**Directions:**
From the line below that contains "find person in gray hoodie" to the line that contains "find man's chin", repeat every line exactly, both ends included, and nothing else.

>>>>>

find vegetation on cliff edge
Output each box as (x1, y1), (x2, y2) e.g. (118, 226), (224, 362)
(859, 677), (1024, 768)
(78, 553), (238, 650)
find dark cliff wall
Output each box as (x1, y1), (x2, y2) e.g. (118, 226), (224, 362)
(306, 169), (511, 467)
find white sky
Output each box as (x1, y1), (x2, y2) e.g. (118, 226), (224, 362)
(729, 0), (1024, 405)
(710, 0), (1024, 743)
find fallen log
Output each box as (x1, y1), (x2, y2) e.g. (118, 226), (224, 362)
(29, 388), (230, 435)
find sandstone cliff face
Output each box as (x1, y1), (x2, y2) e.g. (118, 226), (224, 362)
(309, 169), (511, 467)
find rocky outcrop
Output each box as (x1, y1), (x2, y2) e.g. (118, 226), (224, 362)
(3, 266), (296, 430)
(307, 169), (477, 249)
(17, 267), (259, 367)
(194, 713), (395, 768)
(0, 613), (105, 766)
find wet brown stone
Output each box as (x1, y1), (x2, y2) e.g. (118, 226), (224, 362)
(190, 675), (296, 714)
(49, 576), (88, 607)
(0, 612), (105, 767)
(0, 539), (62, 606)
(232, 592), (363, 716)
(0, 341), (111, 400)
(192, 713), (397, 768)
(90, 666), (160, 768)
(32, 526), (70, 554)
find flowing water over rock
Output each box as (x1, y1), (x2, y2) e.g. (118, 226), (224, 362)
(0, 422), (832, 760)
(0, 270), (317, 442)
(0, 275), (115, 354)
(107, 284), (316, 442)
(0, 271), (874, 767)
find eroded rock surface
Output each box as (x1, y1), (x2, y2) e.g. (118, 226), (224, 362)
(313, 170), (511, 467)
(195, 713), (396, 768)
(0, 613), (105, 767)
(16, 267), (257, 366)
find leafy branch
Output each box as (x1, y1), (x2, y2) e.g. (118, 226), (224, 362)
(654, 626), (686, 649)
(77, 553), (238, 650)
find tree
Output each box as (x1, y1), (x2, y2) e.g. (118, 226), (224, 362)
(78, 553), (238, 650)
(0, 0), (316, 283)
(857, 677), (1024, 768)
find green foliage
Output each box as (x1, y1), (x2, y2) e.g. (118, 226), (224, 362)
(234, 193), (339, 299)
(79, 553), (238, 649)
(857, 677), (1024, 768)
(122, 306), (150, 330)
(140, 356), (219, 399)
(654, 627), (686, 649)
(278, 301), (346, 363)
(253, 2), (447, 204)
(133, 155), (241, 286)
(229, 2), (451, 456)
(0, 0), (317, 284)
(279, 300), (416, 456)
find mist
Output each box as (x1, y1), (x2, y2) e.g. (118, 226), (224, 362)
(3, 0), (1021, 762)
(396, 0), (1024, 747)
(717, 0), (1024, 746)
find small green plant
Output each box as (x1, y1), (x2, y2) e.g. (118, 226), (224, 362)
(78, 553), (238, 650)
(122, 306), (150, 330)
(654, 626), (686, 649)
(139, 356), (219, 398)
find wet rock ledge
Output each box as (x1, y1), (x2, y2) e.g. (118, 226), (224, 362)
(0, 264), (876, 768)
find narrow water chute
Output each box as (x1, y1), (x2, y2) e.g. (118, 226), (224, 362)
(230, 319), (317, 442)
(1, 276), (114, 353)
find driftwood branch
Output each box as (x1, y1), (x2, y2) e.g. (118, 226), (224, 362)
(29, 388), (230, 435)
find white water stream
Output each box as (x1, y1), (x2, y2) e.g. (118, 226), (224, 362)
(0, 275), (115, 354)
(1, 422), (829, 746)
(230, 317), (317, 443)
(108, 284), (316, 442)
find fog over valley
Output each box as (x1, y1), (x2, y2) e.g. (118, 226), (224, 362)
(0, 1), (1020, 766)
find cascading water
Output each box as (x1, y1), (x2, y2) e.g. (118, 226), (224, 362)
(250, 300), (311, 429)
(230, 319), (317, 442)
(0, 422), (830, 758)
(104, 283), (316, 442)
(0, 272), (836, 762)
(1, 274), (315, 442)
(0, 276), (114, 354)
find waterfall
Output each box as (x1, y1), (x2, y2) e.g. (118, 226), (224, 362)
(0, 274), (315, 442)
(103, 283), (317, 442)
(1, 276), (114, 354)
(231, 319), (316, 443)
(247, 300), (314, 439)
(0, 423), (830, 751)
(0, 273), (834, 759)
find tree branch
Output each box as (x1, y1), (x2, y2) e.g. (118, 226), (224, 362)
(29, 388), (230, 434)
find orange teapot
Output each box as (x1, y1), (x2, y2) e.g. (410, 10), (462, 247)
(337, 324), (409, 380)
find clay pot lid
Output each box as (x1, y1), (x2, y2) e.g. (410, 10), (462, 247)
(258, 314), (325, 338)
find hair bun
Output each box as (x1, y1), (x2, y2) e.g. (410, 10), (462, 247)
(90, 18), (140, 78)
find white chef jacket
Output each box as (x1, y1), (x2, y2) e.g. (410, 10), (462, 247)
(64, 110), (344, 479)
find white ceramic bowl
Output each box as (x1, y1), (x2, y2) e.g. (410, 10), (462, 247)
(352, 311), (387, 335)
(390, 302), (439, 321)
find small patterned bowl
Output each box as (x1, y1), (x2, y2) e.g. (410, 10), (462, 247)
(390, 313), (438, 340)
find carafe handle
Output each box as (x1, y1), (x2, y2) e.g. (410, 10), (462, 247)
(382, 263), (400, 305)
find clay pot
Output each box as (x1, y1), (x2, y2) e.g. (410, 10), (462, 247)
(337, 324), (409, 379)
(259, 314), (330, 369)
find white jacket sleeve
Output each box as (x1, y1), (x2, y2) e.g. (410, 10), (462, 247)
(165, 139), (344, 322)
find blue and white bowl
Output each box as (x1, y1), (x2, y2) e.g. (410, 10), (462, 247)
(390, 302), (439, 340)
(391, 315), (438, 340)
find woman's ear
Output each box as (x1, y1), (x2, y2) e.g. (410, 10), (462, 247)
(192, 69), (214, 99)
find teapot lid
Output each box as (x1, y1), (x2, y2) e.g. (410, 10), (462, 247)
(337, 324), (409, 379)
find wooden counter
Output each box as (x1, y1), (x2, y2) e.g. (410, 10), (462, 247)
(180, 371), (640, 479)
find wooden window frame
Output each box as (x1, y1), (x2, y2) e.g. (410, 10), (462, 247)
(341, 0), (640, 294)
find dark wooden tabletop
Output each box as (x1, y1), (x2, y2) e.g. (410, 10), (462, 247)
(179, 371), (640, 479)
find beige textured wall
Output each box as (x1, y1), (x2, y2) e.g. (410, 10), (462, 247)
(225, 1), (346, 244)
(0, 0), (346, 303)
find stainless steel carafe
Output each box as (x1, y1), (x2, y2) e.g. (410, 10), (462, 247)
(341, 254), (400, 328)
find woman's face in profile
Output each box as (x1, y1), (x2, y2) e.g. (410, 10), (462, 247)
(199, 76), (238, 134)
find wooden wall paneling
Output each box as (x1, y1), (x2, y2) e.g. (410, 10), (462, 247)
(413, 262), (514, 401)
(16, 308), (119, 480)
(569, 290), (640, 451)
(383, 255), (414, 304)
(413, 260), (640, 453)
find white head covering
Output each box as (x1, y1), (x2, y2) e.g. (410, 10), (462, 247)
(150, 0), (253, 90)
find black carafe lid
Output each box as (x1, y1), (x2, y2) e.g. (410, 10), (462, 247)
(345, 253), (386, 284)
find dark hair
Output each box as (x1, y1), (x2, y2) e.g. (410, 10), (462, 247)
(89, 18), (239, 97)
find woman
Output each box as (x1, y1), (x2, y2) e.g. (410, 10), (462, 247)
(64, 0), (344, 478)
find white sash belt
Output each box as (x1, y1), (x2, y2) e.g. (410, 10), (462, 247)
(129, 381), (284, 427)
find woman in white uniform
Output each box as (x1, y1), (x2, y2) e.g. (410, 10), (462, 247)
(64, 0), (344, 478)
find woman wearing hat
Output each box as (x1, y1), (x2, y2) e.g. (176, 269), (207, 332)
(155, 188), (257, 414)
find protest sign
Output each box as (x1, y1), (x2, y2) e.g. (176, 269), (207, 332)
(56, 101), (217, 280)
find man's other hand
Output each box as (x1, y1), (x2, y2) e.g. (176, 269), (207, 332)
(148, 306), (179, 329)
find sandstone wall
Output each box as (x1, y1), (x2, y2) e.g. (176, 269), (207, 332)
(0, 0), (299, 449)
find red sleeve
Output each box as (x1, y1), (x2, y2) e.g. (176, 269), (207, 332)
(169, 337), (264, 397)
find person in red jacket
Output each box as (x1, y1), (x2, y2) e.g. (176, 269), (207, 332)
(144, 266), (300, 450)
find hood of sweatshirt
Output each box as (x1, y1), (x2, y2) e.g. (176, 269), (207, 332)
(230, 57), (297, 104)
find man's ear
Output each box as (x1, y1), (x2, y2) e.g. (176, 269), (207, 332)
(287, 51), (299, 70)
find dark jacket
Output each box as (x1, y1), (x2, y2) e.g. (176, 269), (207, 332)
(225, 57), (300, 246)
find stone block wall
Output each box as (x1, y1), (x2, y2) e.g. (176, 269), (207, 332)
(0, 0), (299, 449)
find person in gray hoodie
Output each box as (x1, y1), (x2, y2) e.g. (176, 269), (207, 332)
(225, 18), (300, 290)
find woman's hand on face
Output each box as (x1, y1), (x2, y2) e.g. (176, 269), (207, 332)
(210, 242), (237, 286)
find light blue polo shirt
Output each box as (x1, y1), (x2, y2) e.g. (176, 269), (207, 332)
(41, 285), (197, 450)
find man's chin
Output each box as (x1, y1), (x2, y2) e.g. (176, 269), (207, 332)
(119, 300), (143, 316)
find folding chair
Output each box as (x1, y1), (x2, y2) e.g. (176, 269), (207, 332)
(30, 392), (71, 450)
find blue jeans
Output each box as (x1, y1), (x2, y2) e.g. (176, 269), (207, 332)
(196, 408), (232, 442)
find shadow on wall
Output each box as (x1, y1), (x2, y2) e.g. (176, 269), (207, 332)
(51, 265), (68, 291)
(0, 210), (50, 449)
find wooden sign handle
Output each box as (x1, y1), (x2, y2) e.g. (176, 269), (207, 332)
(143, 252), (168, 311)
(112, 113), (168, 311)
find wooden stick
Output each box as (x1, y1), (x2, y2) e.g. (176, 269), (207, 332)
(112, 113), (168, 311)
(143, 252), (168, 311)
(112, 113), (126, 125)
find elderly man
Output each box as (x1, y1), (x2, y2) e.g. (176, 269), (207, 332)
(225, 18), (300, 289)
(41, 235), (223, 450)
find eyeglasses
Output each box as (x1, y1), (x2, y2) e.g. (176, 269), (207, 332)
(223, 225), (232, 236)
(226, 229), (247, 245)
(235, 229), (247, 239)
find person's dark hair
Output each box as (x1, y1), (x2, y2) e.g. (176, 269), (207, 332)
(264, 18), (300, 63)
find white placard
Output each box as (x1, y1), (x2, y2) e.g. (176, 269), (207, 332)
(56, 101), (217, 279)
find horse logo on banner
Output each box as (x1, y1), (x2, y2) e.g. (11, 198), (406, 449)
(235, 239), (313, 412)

<<<<<

**Solution for this task:**
find person in gray hoodie
Output each box as (x1, y1), (x2, y2) e.g. (176, 269), (207, 332)
(225, 18), (300, 290)
find woman's hand on face
Output each box as (x1, y1), (x2, y2) e.g. (176, 269), (207, 332)
(210, 242), (237, 286)
find light blue polo shirt
Output each box as (x1, y1), (x2, y2) e.g. (176, 269), (207, 332)
(41, 285), (197, 450)
find man's chin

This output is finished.